- _Work request_
The answer must restate every entry below word for word.

>>>>>

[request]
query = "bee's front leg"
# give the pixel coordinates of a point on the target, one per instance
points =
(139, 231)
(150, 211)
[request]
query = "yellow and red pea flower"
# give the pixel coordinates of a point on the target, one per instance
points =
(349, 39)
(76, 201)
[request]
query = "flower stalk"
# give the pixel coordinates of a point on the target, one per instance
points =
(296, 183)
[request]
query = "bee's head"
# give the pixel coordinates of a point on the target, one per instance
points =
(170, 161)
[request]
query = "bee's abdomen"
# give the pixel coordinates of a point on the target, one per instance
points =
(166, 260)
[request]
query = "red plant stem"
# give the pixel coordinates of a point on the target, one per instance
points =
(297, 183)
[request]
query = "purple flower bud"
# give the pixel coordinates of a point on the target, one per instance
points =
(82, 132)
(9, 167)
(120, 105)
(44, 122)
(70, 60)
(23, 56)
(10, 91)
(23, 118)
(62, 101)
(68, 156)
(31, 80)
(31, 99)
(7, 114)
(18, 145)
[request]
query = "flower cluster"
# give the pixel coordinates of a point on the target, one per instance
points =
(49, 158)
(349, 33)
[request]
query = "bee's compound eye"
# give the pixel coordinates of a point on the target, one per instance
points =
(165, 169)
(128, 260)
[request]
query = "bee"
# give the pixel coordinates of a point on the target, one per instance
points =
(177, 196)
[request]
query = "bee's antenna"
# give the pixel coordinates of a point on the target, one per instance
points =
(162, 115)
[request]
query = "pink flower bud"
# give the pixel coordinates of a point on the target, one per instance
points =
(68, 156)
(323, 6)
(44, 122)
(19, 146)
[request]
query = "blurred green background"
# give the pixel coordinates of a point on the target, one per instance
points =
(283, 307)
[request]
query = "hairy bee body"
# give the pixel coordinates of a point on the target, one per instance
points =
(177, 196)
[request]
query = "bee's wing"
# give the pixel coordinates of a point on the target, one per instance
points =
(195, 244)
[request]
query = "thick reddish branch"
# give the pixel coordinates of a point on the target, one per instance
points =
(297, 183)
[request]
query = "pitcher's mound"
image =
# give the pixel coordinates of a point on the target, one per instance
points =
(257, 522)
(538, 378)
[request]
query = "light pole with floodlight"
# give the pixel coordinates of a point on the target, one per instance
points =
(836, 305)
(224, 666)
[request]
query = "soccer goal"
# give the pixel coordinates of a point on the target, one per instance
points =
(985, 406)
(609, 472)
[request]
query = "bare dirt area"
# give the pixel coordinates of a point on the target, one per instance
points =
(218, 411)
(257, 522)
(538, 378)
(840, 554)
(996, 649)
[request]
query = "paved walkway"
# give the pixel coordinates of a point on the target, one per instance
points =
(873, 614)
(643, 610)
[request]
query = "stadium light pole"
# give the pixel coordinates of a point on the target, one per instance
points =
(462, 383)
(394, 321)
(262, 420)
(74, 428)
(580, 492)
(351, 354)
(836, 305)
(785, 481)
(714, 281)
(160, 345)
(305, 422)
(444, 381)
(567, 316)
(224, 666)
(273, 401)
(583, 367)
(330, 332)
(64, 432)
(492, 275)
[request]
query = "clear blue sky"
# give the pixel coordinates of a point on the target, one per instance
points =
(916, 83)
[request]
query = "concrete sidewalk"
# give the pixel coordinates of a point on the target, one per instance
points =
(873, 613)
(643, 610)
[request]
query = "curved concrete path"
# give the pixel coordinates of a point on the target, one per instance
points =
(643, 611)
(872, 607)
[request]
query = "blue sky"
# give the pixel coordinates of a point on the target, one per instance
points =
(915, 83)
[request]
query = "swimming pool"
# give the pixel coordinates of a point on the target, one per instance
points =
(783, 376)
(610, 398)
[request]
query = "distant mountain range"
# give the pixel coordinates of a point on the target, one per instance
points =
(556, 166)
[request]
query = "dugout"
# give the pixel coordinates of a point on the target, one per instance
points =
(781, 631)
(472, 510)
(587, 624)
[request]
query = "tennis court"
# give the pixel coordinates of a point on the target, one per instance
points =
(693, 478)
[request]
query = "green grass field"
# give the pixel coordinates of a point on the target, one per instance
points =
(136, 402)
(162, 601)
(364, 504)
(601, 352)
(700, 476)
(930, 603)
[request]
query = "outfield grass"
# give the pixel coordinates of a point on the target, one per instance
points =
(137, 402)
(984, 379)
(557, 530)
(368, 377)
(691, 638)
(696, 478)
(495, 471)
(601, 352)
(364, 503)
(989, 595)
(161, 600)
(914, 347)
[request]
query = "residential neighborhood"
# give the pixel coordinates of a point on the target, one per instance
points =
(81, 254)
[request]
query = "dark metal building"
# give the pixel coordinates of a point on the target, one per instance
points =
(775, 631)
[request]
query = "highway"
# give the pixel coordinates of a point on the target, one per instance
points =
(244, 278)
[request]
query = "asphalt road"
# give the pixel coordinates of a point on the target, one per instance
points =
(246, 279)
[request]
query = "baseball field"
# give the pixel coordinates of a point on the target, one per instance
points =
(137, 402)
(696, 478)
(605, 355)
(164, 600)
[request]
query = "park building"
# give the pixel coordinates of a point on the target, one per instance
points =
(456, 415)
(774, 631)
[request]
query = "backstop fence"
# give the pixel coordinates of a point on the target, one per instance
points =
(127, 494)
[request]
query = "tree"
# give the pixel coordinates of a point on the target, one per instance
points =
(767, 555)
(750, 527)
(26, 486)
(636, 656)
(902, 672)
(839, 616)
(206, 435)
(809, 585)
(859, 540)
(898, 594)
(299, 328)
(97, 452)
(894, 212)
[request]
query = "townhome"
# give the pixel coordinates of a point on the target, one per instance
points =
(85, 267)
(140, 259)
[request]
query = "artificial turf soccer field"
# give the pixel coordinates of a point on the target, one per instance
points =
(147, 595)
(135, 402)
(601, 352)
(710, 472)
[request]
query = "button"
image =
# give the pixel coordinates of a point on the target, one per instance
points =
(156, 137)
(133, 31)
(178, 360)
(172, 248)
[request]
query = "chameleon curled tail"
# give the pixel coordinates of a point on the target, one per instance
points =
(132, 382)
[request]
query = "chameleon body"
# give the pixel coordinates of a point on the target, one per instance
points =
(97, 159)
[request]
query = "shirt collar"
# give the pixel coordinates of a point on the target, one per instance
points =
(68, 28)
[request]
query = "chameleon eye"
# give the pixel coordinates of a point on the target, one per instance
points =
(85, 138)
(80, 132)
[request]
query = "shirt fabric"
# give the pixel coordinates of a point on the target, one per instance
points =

<<<<<

- _Written answer_
[request]
query = "bee's front leg"
# give the pixel coordinates of a point on the target, one per instance
points =
(139, 231)
(150, 211)
[request]
query = "yellow and red pea flower"
# give the pixel coordinates of a point on the target, one per instance
points =
(349, 39)
(76, 201)
[request]
query = "flower stalk"
# give the pixel coordinates of a point on the target, one per instance
points =
(296, 183)
[request]
query = "bee's head"
# give the pixel coordinates of a point on the target, one per instance
points =
(170, 161)
[request]
query = "bee's abdomen"
# give the pixel coordinates of a point on the target, one per instance
points =
(166, 260)
[request]
query = "red plant stem"
# give the pixel coordinates of a point on the target, one per instance
points =
(297, 183)
[request]
query = "purple flower bud"
# give the pixel coordinates of a point on the target, one per instance
points =
(82, 132)
(9, 167)
(120, 105)
(44, 122)
(70, 60)
(23, 56)
(10, 91)
(23, 118)
(62, 101)
(68, 156)
(31, 80)
(31, 99)
(7, 114)
(18, 145)
[request]
query = "flower cluster"
# give the pixel coordinates of a point on the target, one per instance
points =
(49, 158)
(349, 33)
[request]
query = "bee's compound eye"
# give the pixel coordinates of a point on the target, one per instance
points =
(165, 169)
(128, 260)
[request]
query = "bee"
# give the pixel coordinates of a point on the target, one per instance
points =
(177, 196)
[request]
query = "bee's antenna"
# give the pixel coordinates of a point on the target, one per instance
points =
(162, 115)
[request]
query = "pink flower bud"
# give the pixel coordinates of a point on the target, one per instance
points =
(68, 156)
(323, 6)
(44, 122)
(19, 146)
[request]
query = "blurred green background"
# give the pixel coordinates of a point on the target, one per instance
points =
(283, 307)
[request]
query = "hairy bee body"
# give the pixel coordinates of a point on the target, one per instance
points =
(177, 196)
[request]
query = "bee's wing"
# give the pixel coordinates of a point on the target, one per instance
points =
(195, 244)
[request]
query = "thick reddish branch"
# give the pixel coordinates of a point on the target, one per instance
points =
(297, 183)
[request]
query = "pitcher's mound"
image =
# give the pixel coordinates of a point on the target, one per instance
points =
(257, 522)
(538, 378)
[request]
query = "light pole with floodlight"
# give the pixel coordinates of a point on the target, one per instance
points =
(836, 305)
(224, 666)
[request]
query = "soccer goal"
# give the pixel coordinates of a point on the target, one per instance
points =
(985, 406)
(609, 472)
[request]
query = "bare dirt area"
# give the pixel coordinates of a point on the target, one per instance
points =
(218, 411)
(257, 522)
(538, 378)
(840, 554)
(996, 649)
[request]
query = "paved walkway"
# give the pixel coordinates of a point on the target, one per instance
points =
(873, 614)
(643, 610)
[request]
query = "stadium light pole"
# give the pixel coordinates of a point on the target, one per instance
points =
(462, 383)
(394, 321)
(262, 420)
(74, 428)
(580, 492)
(351, 354)
(836, 305)
(785, 481)
(714, 281)
(160, 345)
(305, 422)
(444, 381)
(567, 316)
(224, 666)
(273, 401)
(583, 367)
(330, 332)
(64, 432)
(492, 275)
[request]
query = "clear blue sky"
# give the pixel coordinates of a point on the target, one per instance
points =
(916, 83)
[request]
query = "concrete sidewalk"
# give the pixel coordinates of a point on the target, one per instance
points =
(873, 613)
(643, 610)
[request]
query = "curved concrete path"
# give the pixel coordinates of a point on the target, one per instance
points =
(643, 611)
(872, 607)
[request]
query = "blue sky"
# give the pixel coordinates of a point on the target, one per instance
points =
(915, 83)
[request]
query = "swimming pool"
# give the pixel coordinates of a point on the target, one per instance
points =
(783, 376)
(610, 398)
[request]
query = "distant mountain range"
# give the pixel coordinates of a point on the target, one per instance
points =
(556, 166)
[request]
query = "dugout"
# give the pixel coordinates of a point on the target, one per instance
points =
(781, 631)
(472, 510)
(587, 624)
[request]
query = "tennis court"
# give the pixel coordinates of a point on the target, one per instance
points =
(693, 478)
[request]
query = "green grass field"
# give the pixel coordinates of a point on the target, one per instance
points =
(136, 402)
(162, 601)
(364, 504)
(601, 352)
(700, 476)
(930, 603)
[request]
query = "outfield grass"
# give the pixel coordinates of a point on the target, one per instance
points =
(137, 402)
(984, 379)
(557, 530)
(368, 377)
(691, 638)
(696, 478)
(495, 471)
(601, 352)
(364, 503)
(989, 595)
(161, 600)
(914, 347)
[request]
query = "residential neighborhood"
# give the pixel coordinates of a point on the target, one per instance
points =
(81, 254)
[request]
query = "dark metal building"
# give the pixel coordinates of a point on the target, one per instance
points =
(775, 631)
[request]
query = "highway"
# give the pixel coordinates of a point on the target, one per instance
points =
(244, 278)
[request]
query = "asphalt road"
# give the pixel coordinates of a point on the target, one per instance
points =
(246, 279)
[request]
query = "baseball field"
# give the pixel coordinates of a point on the target, one per instance
points =
(137, 402)
(696, 478)
(605, 355)
(164, 600)
[request]
query = "park building"
# give the pixel coordinates of a point on the target, one per instance
points =
(456, 415)
(774, 631)
[request]
query = "backstop fence"
# give the pixel coordinates of a point on the target, one per instance
points =
(127, 494)
[request]
query = "tree"
# give the pixel coordinates of a point on the target, one per instance
points =
(767, 555)
(750, 527)
(26, 486)
(636, 656)
(902, 672)
(839, 616)
(206, 435)
(809, 585)
(859, 540)
(898, 594)
(299, 328)
(97, 452)
(894, 212)
[request]
query = "townhome"
# give the pixel coordinates of a point on the target, one per instance
points =
(85, 267)
(140, 259)
[request]
query = "artificial turf soccer field"
# give the pixel coordinates of a point on the target, one per instance
points =
(147, 595)
(135, 402)
(601, 352)
(710, 472)
[request]
query = "button"
image =
# give the pixel coordinates of a point on the target, one per instance
points =
(156, 137)
(133, 31)
(178, 360)
(172, 248)
[request]
query = "chameleon curled tail"
# give the pixel coordinates of a point on the target, one per instance
points =
(132, 382)
[request]
query = "chameleon body"
# give the pixel coordinates of a point on the target, one per instance
points =
(97, 159)
[request]
query = "shirt collar"
# give the pixel coordinates of a point on the target, one per instance
points =
(68, 28)
[request]
query = "chameleon eye"
# give the pixel coordinates of a point on the target, one per instance
points =
(85, 138)
(80, 132)
[request]
query = "shirt fabric"
# give the pixel coordinates of a point on the target, one per instance
points =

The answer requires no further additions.